(Pointing dataset excerpts)

◇ ◇ ◇ ◇ ◇ ◇ ◇

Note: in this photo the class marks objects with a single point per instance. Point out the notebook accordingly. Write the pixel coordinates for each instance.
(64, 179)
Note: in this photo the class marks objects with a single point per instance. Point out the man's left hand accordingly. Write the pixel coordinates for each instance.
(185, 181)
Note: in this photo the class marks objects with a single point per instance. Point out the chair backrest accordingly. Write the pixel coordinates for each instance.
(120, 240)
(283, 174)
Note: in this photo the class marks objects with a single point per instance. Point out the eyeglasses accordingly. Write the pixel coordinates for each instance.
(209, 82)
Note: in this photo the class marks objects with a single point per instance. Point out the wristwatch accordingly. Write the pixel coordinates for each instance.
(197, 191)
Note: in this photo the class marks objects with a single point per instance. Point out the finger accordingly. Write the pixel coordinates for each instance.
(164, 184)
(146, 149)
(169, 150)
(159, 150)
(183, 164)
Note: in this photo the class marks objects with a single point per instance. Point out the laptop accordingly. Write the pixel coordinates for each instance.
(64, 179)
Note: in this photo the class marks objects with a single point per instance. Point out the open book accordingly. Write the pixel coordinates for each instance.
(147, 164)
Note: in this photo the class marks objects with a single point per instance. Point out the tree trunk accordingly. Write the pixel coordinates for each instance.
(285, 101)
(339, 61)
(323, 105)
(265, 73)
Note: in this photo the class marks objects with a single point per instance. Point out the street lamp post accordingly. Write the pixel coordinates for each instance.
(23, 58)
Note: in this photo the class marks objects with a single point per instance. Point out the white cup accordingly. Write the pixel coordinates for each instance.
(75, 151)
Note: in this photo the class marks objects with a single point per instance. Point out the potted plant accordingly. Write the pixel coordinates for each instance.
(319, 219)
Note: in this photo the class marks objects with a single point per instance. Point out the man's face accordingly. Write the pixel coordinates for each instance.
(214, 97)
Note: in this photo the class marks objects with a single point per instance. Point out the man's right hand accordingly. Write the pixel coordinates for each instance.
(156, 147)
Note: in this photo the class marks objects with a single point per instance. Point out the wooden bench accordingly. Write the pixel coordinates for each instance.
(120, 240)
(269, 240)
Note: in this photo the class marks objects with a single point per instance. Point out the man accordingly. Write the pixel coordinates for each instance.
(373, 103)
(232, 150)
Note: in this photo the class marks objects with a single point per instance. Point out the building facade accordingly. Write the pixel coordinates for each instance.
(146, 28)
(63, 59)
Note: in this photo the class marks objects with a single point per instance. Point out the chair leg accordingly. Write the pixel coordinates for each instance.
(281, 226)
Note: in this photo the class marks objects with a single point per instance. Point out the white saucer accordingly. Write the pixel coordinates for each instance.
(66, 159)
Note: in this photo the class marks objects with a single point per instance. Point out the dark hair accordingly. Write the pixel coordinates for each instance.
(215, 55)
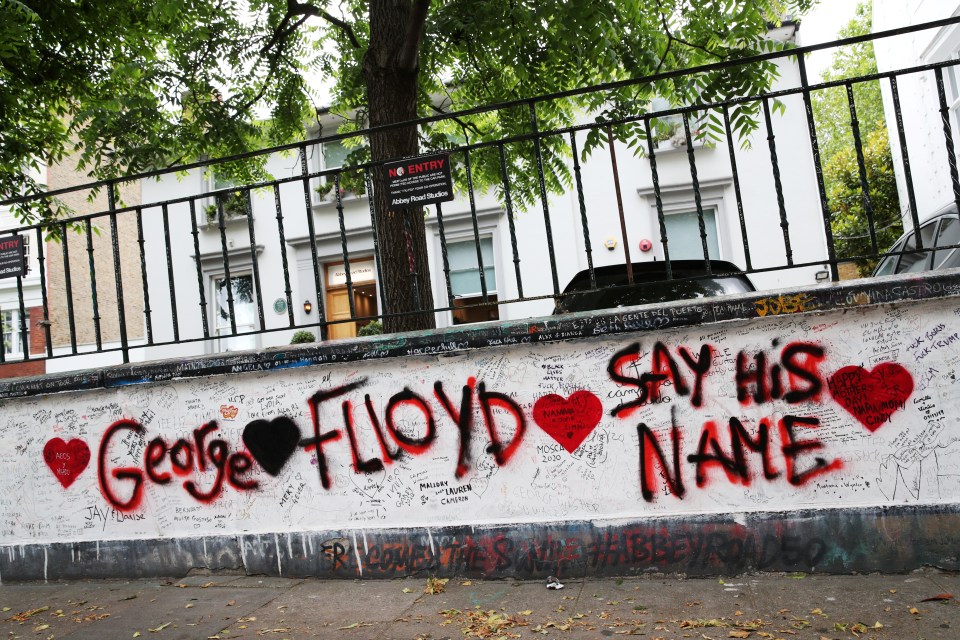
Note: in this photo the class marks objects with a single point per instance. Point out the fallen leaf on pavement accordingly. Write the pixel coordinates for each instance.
(23, 616)
(436, 585)
(356, 625)
(939, 596)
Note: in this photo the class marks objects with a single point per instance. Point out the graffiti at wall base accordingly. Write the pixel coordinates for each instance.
(802, 413)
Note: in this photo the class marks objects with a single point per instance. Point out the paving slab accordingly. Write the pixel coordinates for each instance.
(759, 607)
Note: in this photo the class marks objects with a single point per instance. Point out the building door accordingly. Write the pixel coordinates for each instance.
(338, 298)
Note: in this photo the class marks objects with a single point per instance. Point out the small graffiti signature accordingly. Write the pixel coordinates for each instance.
(785, 304)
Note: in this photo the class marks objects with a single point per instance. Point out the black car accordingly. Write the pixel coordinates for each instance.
(650, 285)
(940, 231)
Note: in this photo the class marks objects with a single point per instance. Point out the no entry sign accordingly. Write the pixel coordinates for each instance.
(418, 181)
(11, 256)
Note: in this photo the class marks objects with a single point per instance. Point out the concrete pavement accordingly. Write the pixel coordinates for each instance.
(765, 606)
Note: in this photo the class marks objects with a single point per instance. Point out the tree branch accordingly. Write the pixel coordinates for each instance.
(306, 10)
(671, 37)
(410, 53)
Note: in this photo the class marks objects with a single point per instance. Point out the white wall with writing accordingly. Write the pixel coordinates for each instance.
(794, 411)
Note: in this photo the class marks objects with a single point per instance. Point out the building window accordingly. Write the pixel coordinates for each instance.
(13, 345)
(465, 281)
(683, 235)
(364, 287)
(333, 155)
(244, 312)
(233, 203)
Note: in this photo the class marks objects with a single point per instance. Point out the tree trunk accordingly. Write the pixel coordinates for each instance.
(390, 71)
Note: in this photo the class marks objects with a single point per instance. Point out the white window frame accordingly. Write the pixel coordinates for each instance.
(319, 163)
(458, 227)
(16, 350)
(681, 199)
(210, 185)
(219, 325)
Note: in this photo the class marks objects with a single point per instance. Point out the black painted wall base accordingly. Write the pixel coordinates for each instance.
(824, 541)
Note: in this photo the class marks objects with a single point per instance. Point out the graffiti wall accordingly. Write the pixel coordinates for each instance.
(853, 408)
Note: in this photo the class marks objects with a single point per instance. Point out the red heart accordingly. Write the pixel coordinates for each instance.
(872, 396)
(568, 421)
(67, 460)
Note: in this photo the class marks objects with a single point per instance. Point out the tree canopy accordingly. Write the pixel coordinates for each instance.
(849, 220)
(131, 86)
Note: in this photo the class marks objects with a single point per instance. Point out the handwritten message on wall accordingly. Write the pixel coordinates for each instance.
(839, 409)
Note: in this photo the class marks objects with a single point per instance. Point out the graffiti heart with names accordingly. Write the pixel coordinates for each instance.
(872, 397)
(66, 460)
(569, 421)
(272, 443)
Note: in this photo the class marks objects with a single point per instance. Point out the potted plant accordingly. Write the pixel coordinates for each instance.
(373, 328)
(234, 206)
(302, 337)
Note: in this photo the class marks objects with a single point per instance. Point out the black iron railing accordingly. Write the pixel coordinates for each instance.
(197, 297)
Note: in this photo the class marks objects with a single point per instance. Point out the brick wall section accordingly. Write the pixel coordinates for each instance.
(60, 176)
(38, 345)
(38, 337)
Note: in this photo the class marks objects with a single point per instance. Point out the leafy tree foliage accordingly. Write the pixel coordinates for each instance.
(131, 86)
(849, 215)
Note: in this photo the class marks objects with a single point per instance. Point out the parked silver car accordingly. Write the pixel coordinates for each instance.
(940, 231)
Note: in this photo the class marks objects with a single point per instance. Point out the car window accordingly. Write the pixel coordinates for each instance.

◇ ◇ ◇ ◇ ◇ ◇ ◇

— To do —
Write out again, unchanged, every line from the line containing "the black iron" to the final line of the material above.

— Correct response —
Note: in this photo the class marks objects with a single point per instance. Point out the black iron railing accordingly. Write the pixel coordinates for each instance.
(197, 297)
Note: in this photo the class marks objects with a single point per instance. Point out the brick wall section accordingly. Write the pixel coordinates for each instance.
(60, 176)
(38, 345)
(38, 337)
Note: in this photo the class marks objects with a single point per instance. Point out the leafy tree foliage accordingly. Write the pixel coordinates for each instance.
(131, 86)
(849, 215)
Note: in this photo the class marks objects with a single point per instance. Point out the parked silver car accordingly. Write the pixel coordinates for each instance.
(940, 231)
Note: in this photo the class marks objects with a single point per instance. Point out the car window accordingly. Write the pixel coordinates for each instance.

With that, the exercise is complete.